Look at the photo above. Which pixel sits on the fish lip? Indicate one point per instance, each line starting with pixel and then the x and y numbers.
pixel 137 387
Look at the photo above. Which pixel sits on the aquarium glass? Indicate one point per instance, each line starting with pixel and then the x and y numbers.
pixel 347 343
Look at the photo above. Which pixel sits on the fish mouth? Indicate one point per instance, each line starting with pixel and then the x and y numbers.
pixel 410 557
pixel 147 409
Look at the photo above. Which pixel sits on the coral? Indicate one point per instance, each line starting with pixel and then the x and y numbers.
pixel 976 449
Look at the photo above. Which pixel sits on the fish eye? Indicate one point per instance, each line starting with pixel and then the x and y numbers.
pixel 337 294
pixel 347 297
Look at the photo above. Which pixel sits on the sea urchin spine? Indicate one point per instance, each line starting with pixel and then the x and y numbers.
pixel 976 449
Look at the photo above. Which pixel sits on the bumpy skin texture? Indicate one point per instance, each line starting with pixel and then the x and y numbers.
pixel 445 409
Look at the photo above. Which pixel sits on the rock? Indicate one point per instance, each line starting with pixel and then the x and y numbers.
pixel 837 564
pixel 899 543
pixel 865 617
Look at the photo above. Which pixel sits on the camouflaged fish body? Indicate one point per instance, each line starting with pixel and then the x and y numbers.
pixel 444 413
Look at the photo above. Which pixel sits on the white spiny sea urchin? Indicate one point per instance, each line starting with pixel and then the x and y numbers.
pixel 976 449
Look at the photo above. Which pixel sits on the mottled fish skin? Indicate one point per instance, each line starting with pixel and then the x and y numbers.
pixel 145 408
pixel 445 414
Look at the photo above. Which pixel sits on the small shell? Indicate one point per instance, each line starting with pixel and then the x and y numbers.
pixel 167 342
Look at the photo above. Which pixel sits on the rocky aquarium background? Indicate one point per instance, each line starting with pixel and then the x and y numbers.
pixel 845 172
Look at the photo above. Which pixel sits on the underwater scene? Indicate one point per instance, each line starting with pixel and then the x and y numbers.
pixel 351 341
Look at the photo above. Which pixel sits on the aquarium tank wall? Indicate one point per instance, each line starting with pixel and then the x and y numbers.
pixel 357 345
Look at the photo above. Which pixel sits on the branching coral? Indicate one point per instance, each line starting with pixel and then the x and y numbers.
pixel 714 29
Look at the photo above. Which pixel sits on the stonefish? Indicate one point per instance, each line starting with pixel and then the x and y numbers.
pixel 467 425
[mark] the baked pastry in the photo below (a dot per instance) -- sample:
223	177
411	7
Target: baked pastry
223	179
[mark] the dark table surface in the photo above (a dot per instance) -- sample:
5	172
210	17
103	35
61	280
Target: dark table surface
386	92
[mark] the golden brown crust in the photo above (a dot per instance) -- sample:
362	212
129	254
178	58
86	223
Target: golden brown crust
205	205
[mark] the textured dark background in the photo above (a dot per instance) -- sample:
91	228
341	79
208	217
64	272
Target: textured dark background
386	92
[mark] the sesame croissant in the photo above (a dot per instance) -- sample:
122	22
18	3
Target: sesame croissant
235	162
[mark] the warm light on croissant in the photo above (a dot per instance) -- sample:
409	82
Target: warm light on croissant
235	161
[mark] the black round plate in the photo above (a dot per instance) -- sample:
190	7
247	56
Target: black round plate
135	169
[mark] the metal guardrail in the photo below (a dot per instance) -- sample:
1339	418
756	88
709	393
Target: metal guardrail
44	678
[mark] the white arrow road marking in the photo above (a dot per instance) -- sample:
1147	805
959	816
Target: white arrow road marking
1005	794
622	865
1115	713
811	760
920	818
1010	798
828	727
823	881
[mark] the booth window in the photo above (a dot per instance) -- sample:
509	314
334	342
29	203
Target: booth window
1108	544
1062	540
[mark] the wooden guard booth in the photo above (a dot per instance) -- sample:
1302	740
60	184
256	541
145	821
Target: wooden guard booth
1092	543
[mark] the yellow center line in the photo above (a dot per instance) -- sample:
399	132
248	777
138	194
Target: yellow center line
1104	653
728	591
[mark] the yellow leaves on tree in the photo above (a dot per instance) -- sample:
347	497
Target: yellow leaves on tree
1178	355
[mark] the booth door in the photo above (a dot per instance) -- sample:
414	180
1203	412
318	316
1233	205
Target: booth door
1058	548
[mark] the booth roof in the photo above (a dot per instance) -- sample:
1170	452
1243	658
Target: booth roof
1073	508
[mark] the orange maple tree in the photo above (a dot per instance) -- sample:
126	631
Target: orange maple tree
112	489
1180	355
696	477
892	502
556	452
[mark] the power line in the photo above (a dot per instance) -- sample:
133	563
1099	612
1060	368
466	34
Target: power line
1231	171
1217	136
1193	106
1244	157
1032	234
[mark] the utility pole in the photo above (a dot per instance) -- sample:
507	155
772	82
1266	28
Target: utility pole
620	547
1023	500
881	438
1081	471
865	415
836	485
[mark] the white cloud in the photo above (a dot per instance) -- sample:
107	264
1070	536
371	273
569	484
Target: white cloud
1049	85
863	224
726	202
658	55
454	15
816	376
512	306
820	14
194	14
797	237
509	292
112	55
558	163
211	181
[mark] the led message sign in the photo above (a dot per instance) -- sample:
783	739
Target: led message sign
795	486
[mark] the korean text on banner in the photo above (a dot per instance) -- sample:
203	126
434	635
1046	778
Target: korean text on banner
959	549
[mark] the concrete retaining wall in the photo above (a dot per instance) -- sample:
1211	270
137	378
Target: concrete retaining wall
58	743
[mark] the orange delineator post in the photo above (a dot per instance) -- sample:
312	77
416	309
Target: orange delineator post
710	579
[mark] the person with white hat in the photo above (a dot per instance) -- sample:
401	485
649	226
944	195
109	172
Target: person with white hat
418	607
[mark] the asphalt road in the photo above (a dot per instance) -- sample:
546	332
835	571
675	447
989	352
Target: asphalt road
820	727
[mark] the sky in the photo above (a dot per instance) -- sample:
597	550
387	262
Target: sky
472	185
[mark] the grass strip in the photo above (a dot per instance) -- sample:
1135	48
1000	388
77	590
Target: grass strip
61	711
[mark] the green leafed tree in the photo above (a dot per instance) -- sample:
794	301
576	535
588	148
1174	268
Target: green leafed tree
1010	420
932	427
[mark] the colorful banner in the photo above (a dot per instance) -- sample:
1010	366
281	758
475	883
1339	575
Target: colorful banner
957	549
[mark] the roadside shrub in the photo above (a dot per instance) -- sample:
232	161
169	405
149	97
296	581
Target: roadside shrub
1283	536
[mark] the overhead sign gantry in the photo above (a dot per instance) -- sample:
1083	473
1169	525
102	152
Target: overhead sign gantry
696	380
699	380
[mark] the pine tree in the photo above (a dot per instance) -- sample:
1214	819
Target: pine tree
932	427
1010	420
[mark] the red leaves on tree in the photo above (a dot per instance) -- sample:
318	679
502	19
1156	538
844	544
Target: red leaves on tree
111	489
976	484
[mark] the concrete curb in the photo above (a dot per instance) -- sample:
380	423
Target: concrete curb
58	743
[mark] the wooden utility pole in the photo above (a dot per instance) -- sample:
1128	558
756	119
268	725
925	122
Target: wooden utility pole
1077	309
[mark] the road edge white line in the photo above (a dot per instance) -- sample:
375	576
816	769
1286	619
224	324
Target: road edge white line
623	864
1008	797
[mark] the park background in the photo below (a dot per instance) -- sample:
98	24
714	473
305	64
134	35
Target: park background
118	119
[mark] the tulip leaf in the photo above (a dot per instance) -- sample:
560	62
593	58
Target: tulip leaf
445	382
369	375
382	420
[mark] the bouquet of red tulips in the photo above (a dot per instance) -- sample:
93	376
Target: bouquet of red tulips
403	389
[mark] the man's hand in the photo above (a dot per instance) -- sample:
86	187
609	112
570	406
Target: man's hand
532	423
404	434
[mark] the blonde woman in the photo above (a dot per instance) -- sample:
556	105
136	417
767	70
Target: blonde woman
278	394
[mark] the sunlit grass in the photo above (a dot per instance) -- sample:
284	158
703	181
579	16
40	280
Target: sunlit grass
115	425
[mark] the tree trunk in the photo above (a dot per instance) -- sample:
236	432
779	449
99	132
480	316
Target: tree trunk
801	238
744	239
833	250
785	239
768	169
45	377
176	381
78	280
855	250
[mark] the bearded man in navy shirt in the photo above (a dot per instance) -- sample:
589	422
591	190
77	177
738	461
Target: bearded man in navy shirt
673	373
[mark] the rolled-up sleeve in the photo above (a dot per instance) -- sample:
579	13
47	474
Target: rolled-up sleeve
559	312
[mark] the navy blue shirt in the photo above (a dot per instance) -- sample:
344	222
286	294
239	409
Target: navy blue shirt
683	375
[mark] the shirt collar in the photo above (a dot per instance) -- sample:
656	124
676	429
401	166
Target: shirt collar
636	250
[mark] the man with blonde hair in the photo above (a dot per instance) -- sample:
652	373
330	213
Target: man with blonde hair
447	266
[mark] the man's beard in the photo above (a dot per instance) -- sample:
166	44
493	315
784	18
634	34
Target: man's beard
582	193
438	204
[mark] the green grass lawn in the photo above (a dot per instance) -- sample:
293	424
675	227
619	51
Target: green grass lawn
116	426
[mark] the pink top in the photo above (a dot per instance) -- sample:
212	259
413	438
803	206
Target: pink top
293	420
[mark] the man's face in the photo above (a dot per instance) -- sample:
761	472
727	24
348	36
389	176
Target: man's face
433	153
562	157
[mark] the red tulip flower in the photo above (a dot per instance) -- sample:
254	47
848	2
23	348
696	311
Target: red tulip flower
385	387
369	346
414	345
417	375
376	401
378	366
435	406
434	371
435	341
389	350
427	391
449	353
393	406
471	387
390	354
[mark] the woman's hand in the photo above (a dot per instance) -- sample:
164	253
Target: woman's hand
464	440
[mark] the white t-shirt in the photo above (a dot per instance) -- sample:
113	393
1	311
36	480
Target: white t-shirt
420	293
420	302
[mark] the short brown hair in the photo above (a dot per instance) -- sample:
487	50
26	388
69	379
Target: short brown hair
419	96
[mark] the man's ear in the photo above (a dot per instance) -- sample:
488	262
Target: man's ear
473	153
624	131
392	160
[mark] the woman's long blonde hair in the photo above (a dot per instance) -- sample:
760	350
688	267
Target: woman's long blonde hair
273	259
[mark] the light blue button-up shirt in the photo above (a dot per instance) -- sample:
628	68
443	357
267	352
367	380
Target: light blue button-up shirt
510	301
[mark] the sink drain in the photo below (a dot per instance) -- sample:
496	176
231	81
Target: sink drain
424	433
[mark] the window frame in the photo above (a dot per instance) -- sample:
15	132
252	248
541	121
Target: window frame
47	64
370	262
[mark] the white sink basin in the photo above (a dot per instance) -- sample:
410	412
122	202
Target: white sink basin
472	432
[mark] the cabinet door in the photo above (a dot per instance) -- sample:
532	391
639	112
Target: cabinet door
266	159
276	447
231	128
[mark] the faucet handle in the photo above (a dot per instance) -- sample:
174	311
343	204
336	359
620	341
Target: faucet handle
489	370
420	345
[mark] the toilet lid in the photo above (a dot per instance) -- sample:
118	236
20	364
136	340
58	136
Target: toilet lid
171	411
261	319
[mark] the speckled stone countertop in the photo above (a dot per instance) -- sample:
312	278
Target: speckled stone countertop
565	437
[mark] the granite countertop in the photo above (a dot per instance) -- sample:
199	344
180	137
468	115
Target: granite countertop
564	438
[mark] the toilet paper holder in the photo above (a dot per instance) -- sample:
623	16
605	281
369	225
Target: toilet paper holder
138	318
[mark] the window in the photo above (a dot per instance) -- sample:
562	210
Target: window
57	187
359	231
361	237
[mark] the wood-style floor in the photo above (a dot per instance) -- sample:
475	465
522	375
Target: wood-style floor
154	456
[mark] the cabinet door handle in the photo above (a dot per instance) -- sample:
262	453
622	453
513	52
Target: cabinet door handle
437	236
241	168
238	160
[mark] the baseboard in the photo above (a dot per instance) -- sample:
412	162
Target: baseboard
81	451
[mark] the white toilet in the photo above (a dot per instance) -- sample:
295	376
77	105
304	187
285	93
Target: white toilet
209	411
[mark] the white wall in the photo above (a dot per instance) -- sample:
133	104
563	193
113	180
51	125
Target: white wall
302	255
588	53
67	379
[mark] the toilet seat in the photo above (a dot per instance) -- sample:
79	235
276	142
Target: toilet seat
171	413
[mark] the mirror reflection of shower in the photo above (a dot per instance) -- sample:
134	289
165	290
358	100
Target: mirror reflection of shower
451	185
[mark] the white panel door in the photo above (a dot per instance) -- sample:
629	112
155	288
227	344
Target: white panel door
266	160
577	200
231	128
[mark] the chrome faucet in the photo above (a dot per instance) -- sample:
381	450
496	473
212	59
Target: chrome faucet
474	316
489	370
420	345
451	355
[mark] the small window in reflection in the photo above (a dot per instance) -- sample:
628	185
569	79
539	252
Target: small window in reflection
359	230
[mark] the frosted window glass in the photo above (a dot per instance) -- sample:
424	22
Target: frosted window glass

» **GIVEN PROBLEM**
Would you copy out the lines verbatim, starting at the line that contains "[mark] the toilet paper" and ending at the final line of the records above?

» **THE RESULT**
[mark] the toilet paper holder in the photo above (a dot per instance) -- sample:
623	16
605	281
369	225
Target: toilet paper holder
138	318
[mark] the window in the photo above (a dot per instance) -- sample:
562	210
Target: window
57	187
359	231
361	237
[mark] the wood-style floor in the photo above (a dot per instance) -- sample:
475	465
522	375
Target: wood-style floor
154	456
[mark] the cabinet door handle in the photo above (a dot per instance) -- sample:
262	453
622	453
513	52
Target: cabinet door handle
437	236
241	168
238	160
[mark] the baseboard in the photo above (a dot per instance) -- sample:
412	162
Target: baseboard
81	451
[mark] the white toilet in the photo above (a dot per instance) -- sample:
295	376
77	105
304	187
285	93
Target: white toilet
209	411
[mark] the white wall in the photo above (a dot per instance) -- sample:
133	104
563	193
113	180
51	125
Target: white wall
302	255
588	53
67	379
[mark] the toilet seat in the photo above (a dot per instance) -- sample:
79	235
276	142
Target: toilet seat
171	413
[mark] the mirror reflection of shower in the photo above (a dot per instance) -- sample:
134	289
165	290
358	100
Target: mirror reflection of shower
451	185
[mark] the white panel door in the photo above (a dot per instance) -- sample:
629	112
155	288
227	344
Target: white panel door
266	160
577	200
231	128
[mark] the chrome faucet in the photo above (a dot per instance) -- sample:
381	450
496	473
212	59
Target: chrome faucet
474	316
489	370
420	345
451	355
[mark] the small window in reflection in the photo above (a dot per instance) -- sample:
628	185
569	79
539	252
Target: small window in reflection
359	230
[mark] the frosted window glass in the photo above (a dot per instance) -- sample:
424	22
Target: frosted window glass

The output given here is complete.